Task statement:
All of the data should be repeated exactly; pictures are not part of the copy.

(Dataset entries)
-=-=-=-=-

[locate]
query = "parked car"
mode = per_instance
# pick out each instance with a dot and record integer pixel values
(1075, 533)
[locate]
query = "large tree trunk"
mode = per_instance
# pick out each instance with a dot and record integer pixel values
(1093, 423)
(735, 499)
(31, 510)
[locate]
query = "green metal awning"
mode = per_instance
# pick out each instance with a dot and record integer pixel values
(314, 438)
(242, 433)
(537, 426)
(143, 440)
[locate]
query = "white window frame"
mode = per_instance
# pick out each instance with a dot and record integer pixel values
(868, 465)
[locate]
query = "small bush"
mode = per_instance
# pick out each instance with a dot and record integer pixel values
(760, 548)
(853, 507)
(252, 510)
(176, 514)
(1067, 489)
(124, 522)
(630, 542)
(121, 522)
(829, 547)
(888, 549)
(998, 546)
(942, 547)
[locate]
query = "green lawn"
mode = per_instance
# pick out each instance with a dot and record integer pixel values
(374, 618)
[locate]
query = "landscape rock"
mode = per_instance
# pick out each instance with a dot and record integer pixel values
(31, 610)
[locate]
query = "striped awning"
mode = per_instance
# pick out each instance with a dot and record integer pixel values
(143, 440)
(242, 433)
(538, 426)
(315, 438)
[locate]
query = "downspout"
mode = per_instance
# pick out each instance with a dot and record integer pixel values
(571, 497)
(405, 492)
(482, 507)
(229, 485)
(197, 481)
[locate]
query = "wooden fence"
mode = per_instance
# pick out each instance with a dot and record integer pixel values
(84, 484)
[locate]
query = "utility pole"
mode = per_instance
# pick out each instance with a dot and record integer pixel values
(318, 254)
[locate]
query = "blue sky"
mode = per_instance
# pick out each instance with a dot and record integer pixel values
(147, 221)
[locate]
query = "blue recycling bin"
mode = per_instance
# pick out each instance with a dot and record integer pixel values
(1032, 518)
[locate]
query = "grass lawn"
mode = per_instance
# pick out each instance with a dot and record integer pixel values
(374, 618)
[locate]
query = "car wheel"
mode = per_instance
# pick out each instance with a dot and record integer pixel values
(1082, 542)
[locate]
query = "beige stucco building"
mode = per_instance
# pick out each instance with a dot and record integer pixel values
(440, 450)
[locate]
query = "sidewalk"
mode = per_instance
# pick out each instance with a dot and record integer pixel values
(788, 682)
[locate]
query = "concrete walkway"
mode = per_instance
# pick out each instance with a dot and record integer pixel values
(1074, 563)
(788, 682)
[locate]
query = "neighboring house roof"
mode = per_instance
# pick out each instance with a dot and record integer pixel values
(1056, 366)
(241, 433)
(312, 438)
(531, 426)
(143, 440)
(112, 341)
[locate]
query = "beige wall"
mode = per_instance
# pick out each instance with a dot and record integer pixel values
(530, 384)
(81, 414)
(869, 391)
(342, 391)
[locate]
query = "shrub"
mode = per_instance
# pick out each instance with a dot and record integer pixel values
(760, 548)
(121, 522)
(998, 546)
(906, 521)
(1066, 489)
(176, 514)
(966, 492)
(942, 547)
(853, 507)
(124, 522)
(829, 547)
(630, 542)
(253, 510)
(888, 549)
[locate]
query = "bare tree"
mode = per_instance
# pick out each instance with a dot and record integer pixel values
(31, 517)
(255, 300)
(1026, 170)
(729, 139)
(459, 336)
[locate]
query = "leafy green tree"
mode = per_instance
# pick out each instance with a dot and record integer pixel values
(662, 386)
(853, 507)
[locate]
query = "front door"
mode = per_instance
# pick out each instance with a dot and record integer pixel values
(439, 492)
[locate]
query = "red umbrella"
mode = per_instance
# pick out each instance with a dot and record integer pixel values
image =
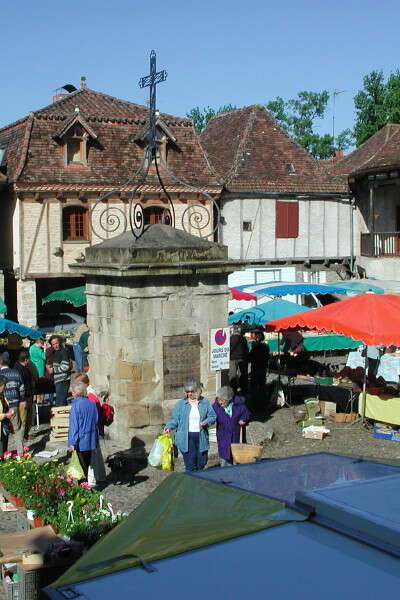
(239, 295)
(374, 319)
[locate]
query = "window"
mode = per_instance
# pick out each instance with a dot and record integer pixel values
(75, 146)
(75, 223)
(247, 226)
(287, 220)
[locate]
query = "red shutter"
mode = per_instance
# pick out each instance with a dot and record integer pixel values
(287, 220)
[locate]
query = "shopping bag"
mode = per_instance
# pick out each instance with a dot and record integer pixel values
(167, 444)
(155, 455)
(74, 467)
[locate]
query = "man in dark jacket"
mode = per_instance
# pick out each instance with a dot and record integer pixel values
(22, 366)
(60, 369)
(238, 359)
(15, 395)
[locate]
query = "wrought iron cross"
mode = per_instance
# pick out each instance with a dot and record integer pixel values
(151, 82)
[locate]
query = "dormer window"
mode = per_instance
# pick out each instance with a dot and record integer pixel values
(74, 137)
(75, 146)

-=-=-=-=-

The completed task:
[locate]
query = "parked car"
mode = per_instance
# pick out each instance with a dot and record integer pixel values
(1075, 533)
[locate]
query = "large tree trunk"
mode = per_instance
# pick out each instance with a dot and record integer pixel values
(1093, 423)
(735, 499)
(31, 510)
[locate]
query = "green metal awning"
mode = per_instance
# pick out each instance with a dot and record integer pixel values
(314, 438)
(242, 433)
(537, 426)
(143, 440)
[locate]
query = "white window frame"
mode = per_instance
# pick out each instance with a dot and record integer pixel values
(868, 465)
[locate]
query = "small bush"
mode = per_instance
# pick out each instance with a dot and record integer pixel values
(760, 548)
(853, 507)
(252, 510)
(176, 514)
(1067, 489)
(124, 522)
(630, 542)
(121, 522)
(829, 547)
(888, 549)
(998, 546)
(942, 547)
[locate]
query = "green lawn"
mode = per_instance
# pick out each instance with a dot and record integer pixel values
(374, 618)
[locate]
query = "landscape rock"
mode = per_instance
# pick out each instance with a dot and record integer pixel values
(31, 610)
[locate]
query = "striped awning"
mode = per_instance
# pick out each instance with a dot and record integer pixel values
(143, 440)
(242, 433)
(538, 426)
(315, 438)
[locate]
query = "downspout"
mode = per_instance
# pick out each instance with a dot and record integer pixel values
(571, 497)
(405, 492)
(482, 507)
(229, 485)
(197, 481)
[locate]
query = "wooden fence"
mode = per_instance
# pick out each instance with a dot and record integer pixel values
(84, 484)
[locate]
query = "utility pole"
mode = per_instance
# pick out each instance with a dot and record integer pixel values
(318, 254)
[locate]
query = "blue sky"
mode = per_instance
# pick out each instance with a dot and record integer pixel values
(147, 221)
[locate]
query = "blue recycling bin"
mode = per_instance
# pick out each instance with a dot and record integer pixel values
(1032, 518)
[locate]
query = "grass lawn"
mode = per_instance
# pick out each instance with a dot and record integer pixel values
(374, 618)
[locate]
query = "car wheel"
mode = per_instance
# pick out each instance with a dot and record integer pixel values
(1082, 542)
[locate]
query = "beige stucco building"
mode = per_instance
# pick out each instance with a dot and record integer pixel values
(440, 450)
[locate]
query = "sidewalk"
mode = per_instance
# pick out each instance with a dot and record integer pixel values
(788, 682)
[locate]
query = "concrete walkway"
mode = per_instance
# pick out each instance with a dot and record integer pixel values
(1074, 563)
(788, 682)
[locate]
query = "neighboring house roof"
mode = per_instance
# pick out each instance with a dot and record integer pixel values
(1056, 366)
(241, 433)
(312, 438)
(531, 426)
(143, 440)
(112, 341)
[locate]
query = "beige wall"
mode = per_instance
# pick out each instance with a dot and record integer pixel values
(530, 384)
(81, 414)
(869, 391)
(342, 391)
[locate]
query = "shrub"
mode = per_instance
# pick out each instance with a dot and record integer pixel values
(760, 548)
(121, 522)
(998, 546)
(906, 521)
(1066, 489)
(176, 514)
(966, 492)
(942, 547)
(853, 507)
(124, 522)
(829, 547)
(630, 542)
(253, 510)
(888, 549)
[locate]
query = "bare tree"
mode = per_instance
# pick out each instance with a dot and record integer pixel values
(31, 517)
(255, 300)
(1026, 170)
(729, 139)
(459, 336)
[locate]
query = "leafy green tree"
mode = per_instance
# pick out each instance with a dot and record integer pixel values
(662, 386)
(853, 507)
[locate]
query = "front door"
mode = per_instance
# pick out each instance with a dot and record integer pixel values
(439, 492)
[locate]
query = "red umbrella"
mode = per_instance
# pick out each instance with a dot and record integer pixel values
image =
(239, 295)
(374, 319)
[locate]
query = "window"
mode = per_instance
# pick out each instance with a dot and record integer pixel values
(75, 146)
(75, 223)
(247, 226)
(287, 220)
[locate]
query = "red shutter"
mode = per_instance
# pick out each instance with a dot and record integer pixel values
(287, 220)
[locate]
query = "shopping bag"
mode = per_instance
# pick out each instance with a dot and record integer pixel values
(167, 444)
(155, 455)
(74, 467)
[locate]
query = "man in dark jacket"
mode = per_instance
# pick out each instance with a dot and record integer pixel values
(22, 366)
(60, 369)
(238, 359)
(15, 395)
[locate]
query = "wrought iron cross"
mode = per_instance
# pick out each instance with a dot and record integer pixel values
(151, 82)
[locate]
query = "dormer window"
mode = per_instance
# pick out each instance with a dot and record integer pixel values
(74, 137)
(75, 146)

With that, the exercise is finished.